• _DIRECTIONS_:
Without the pictures, print each of the records below exactly as it appears.

Items from a dataset:
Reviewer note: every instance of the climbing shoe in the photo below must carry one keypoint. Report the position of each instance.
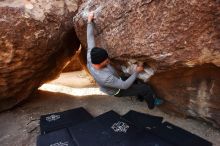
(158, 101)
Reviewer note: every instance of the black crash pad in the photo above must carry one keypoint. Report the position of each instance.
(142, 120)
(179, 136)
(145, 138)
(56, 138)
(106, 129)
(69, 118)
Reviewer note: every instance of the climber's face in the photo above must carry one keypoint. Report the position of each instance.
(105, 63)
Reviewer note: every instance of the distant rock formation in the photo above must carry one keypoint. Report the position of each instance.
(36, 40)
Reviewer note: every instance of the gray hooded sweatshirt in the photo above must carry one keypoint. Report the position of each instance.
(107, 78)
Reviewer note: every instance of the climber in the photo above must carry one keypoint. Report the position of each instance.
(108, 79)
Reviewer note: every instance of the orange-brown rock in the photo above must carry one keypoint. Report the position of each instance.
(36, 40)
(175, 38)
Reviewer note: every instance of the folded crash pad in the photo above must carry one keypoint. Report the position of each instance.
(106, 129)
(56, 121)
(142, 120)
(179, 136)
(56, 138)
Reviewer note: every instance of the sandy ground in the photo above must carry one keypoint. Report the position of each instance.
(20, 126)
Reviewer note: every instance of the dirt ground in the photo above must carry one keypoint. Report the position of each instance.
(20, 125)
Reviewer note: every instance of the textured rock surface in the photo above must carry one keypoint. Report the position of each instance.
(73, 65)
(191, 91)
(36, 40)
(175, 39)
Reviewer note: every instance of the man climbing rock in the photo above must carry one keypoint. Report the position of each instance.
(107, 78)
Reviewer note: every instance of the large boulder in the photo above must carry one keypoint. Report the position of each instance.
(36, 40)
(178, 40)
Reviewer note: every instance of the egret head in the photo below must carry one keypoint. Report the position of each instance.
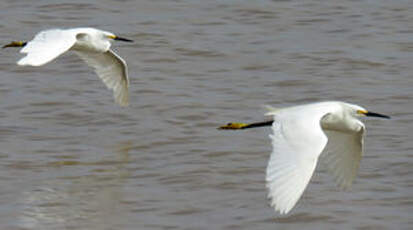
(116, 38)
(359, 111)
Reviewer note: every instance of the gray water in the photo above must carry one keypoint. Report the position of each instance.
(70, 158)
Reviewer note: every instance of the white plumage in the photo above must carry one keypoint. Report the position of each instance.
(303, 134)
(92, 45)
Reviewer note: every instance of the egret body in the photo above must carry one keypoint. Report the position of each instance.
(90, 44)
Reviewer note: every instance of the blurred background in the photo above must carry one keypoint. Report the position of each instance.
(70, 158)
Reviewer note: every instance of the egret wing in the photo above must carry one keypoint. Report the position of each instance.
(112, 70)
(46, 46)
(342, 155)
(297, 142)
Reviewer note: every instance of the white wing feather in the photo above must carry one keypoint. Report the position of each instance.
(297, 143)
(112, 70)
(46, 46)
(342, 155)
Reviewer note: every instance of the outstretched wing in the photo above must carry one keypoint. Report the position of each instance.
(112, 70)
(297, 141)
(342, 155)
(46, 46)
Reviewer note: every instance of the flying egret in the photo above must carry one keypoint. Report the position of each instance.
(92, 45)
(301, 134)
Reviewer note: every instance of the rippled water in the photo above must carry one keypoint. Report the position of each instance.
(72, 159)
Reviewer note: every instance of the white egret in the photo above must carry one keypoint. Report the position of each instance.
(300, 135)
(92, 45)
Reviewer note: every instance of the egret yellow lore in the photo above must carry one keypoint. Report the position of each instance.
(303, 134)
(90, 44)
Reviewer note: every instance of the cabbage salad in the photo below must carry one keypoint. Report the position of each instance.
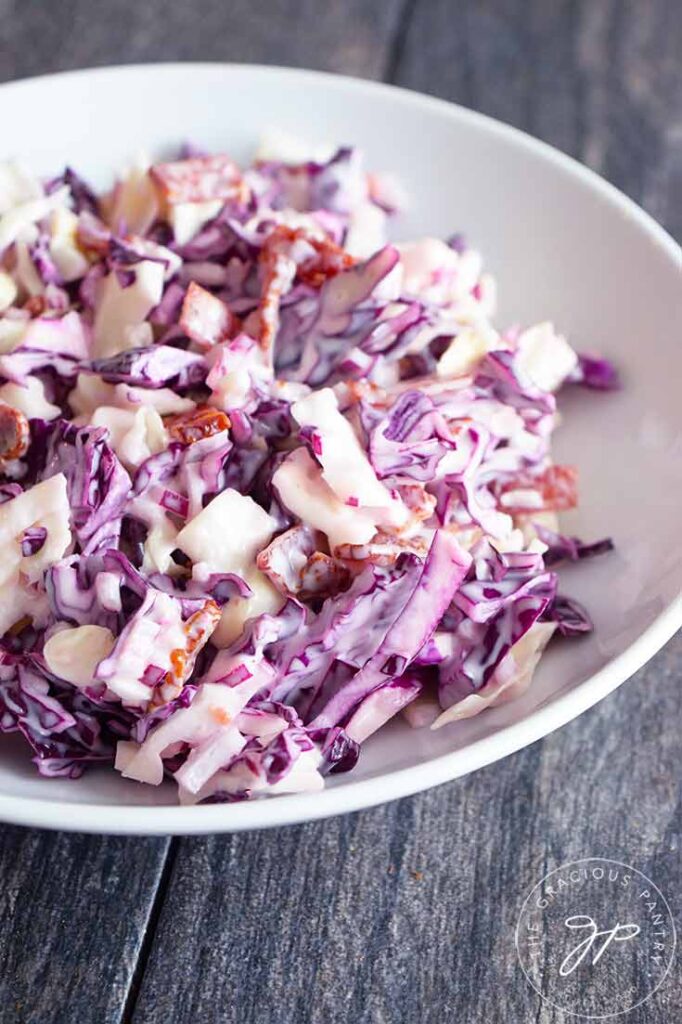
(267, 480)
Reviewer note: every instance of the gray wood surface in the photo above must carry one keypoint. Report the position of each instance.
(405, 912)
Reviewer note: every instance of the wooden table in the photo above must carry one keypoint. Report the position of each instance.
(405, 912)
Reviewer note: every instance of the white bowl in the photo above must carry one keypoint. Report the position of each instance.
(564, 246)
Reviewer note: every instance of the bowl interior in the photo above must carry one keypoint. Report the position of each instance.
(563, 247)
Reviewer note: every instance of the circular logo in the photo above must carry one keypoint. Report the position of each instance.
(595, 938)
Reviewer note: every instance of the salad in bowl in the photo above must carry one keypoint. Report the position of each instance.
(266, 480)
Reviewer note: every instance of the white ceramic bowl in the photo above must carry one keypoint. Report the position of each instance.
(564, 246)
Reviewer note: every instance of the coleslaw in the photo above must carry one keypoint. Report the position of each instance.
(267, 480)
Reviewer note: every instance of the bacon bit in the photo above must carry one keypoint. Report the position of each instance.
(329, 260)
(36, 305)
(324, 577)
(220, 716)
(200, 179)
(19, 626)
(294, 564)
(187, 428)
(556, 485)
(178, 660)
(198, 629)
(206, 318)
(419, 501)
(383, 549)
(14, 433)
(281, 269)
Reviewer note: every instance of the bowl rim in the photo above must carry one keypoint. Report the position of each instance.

• _EXPECTED OUTPUT_:
Reviewer note: every instance of the climbing shoe in the photo below must carry one keypoint. Report the position of each instance.
(158, 101)
Reviewer note: every instance of the black crash pad in the photo above must carry one keypoint. Report the position of each instance.
(142, 120)
(179, 136)
(145, 138)
(56, 138)
(106, 129)
(69, 118)
Reviewer note: every instance of the climber's face in the photo above must carry one keypoint. Report the position of each instance.
(105, 63)
Reviewer note: every instance of the distant rock formation in the photo above must carry one keypoint. Report the position of each instance.
(36, 40)
Reviewer note: every instance of the gray hooded sweatshirt in the photo above must carry one keypoint. Report the position of each instance.
(107, 78)
Reviewer note: every instance of the climber in the photo above must carry one keypoint. Report the position of each instance.
(108, 79)
Reviewer note: every instance of the orange-brown rock in the photo above must carry one keypoint. Report the position of each instance.
(36, 40)
(175, 38)
Reviewer note: every instance of the folded crash pad in the photo above must carry one keypoint. Report the position of each instance.
(106, 129)
(56, 121)
(142, 120)
(179, 136)
(56, 138)
Reviewer note: every instance of the sandy ground in the photo above must carry one keypoint. Report the position of each instance.
(20, 126)
Reviewer note: every instance of the dirt ground in the photo above must carry one keypoint. Report the position of each instance.
(20, 125)
Reviewer note: every instance of the textured rock surface in the photo above must carry one keypoint. Report the position of each instance.
(73, 65)
(191, 91)
(36, 40)
(175, 39)
Reviewer note: every instance of the man climbing rock in the photo above must carry one keypoint. Report the position of each instance.
(107, 78)
Reviewer note: every instance of the large boulder in the photo above must carry one keypoint. Report the position of each instance.
(36, 40)
(178, 40)
Reviewer note: every instance of the egret head in the photo below must carry one keypoint. Report the position of each instance.
(116, 38)
(359, 111)
Reviewer note: every instance of the gray water in the photo above must carry one keypoint. Report the position of each instance.
(70, 158)
Reviewer note: every instance of the white plumage in the photo above must carry one keypoint. Report the position of each instance.
(303, 134)
(92, 45)
Reviewer note: every instance of the egret body in the photo above must carry one keypoint. Report the position of each instance.
(90, 44)
Reviewer note: every instance of the blurred background in the photo above must carry one keypoint. Report the position of each instance.
(70, 158)
Reviewer note: every instance of the egret wing in the photo above must carry one keypoint. Report the position of each instance.
(112, 70)
(46, 46)
(342, 155)
(297, 142)
Reviewer note: every instance of the white wing feather in the photo above must carry one keypoint. Report the position of each instance.
(297, 143)
(112, 70)
(46, 46)
(342, 155)
Reviewer note: every instance of the outstretched wing in the photo above must carry one keypoint. Report the position of each instance.
(112, 70)
(297, 141)
(342, 155)
(46, 46)
Reviewer note: every instance of the flying egret in the photo above must carry one keypoint. Report the position of each instance.
(92, 45)
(301, 134)
Reviewer note: every instance of the rippled water in the photo above must carry one keypoint. Report the position of each instance.
(72, 159)
Reviewer note: every instance of the white egret in the photo above must carry one keypoint. Report the position of each instance.
(300, 135)
(92, 45)
Reviewer note: every instance of the egret yellow lore in the photo above must carry one keypoint. Report the position of each instance.
(303, 134)
(90, 44)
Reviewer note: every instance of the cabbage salad in the photo below must carry one keypoint. Report the position of each instance.
(267, 480)
Reviewer note: every instance of the gray wood surface in the photo above must carry one keypoint. Report the position of each instance.
(405, 912)
Reviewer note: every instance of the wooden table in the photo above must carry one keypoint. Report the position of each instance.
(405, 912)
Reviewer note: every instance of the white bowl in the photo above must carry one keypoint. Report the position of each instance.
(564, 246)
Reviewer note: every instance of the bowl interior in the photo above must carry one keypoint. Report the position of each instance.
(563, 247)
Reviewer note: every instance of the circular logo in the photo above must carry one keypoint. Report the position of each instance.
(595, 938)
Reviewer note: every instance of the salad in bowl in the photo above must carry one keypoint. Report the position of each instance.
(266, 480)
Reviewer note: every instance of the white ceramic bowl in the photo above must carry one keypoint. Report the position of each instance.
(564, 246)
Reviewer note: every instance of the coleslaw in the photo above must carry one keypoint. Report the position of each instance.
(267, 480)
Reviewer note: every instance of the bacon bit in the photo above must carry one keypoint. Report the position of each instance.
(329, 260)
(36, 305)
(324, 577)
(220, 716)
(200, 179)
(19, 626)
(294, 564)
(187, 428)
(556, 485)
(178, 660)
(198, 629)
(206, 318)
(419, 501)
(383, 549)
(14, 433)
(281, 269)
Reviewer note: every instance of the bowl rim in the photo above must carry one keypoint. Report the position of each instance.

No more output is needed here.